Last night I slept well. When I woke up this morning, I heard that you had been taken away. At that moment, my heart had great peace because I knew you had already prepared for this moment long ago.

I haven’t been able to sleep tonight. I’m sure things are hard for you right now, too. So I’ll just accompany you in your sleeplessness. I want to tell you a few things in case you might see this.

I heard that they usually bring you back to your home when they search it. I subconsciously hoped to use that opportunity to see you for a moment, but they still haven’t come. I’m not going to wait any longer. I’m not afraid of them at all. On the contrary, I pity them. I hope you do, too.

§ **SUPPLIED RECORDS**
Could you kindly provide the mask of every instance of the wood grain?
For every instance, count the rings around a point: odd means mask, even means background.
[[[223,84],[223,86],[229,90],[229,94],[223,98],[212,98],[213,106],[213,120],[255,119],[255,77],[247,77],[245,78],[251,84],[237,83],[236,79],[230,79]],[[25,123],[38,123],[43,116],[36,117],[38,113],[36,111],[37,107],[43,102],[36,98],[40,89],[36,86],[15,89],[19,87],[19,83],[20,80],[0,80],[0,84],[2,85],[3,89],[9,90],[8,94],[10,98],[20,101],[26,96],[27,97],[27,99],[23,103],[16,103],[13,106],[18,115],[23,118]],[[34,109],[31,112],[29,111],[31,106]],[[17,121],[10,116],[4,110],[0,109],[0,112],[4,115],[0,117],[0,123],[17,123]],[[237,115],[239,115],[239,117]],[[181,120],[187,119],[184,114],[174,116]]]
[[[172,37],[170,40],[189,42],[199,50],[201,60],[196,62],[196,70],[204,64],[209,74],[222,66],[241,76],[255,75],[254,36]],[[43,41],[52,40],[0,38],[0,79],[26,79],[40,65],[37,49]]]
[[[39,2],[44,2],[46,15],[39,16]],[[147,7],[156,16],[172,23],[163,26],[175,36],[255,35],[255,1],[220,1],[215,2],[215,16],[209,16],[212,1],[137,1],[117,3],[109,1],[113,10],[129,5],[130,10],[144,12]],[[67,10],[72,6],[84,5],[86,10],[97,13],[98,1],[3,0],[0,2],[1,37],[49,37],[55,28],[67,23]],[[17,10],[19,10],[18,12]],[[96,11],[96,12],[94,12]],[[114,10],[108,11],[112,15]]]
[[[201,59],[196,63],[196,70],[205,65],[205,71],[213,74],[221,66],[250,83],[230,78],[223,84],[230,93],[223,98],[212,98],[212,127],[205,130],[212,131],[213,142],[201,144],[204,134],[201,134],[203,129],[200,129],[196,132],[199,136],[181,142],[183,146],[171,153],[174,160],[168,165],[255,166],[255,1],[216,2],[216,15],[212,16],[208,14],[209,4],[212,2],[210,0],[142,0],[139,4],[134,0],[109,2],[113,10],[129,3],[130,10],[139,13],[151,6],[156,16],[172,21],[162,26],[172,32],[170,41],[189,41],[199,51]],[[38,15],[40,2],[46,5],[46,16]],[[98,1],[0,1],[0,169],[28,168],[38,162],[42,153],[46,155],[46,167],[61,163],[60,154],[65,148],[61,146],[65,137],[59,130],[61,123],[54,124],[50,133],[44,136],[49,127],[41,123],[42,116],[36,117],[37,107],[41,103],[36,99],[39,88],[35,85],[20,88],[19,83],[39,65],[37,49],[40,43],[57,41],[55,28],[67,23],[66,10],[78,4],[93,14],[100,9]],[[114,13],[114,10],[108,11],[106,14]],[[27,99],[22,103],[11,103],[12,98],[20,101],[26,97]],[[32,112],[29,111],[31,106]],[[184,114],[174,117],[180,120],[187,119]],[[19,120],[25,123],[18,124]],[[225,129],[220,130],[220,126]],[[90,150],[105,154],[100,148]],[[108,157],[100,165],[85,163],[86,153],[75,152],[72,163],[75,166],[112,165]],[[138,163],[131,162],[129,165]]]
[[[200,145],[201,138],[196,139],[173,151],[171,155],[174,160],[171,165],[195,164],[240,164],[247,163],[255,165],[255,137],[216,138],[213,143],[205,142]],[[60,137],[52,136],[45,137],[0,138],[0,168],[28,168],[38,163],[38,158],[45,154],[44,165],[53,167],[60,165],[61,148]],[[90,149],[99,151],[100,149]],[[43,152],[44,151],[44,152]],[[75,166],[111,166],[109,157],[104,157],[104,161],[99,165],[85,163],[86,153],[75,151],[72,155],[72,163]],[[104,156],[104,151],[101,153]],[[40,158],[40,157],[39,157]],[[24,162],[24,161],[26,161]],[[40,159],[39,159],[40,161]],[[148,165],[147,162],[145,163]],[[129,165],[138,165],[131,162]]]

§ **GOAL 1**
Condense the paragraph of the letter that begins "I heard that they usually bring you back" into two or three shorter sentences that keep its main facts.
§ **GOAL 2**
According to the letter, why did the writer's heart have great peace on hearing the news that morning?
The records have nothing to do with the work on the letter.

§ **EXPECTED ANSWER 1**
The writer heard that people are usually brought back home when their homes are searched and hoped to catch a brief glimpse of the addressee then, but they haven't come. The writer won't wait any longer and isn't afraid of them at all. Instead, the writer pities them and hopes the addressee does too.

§ **EXPECTED ANSWER 2**
The writer knew the addressee had already prepared for this moment long ago.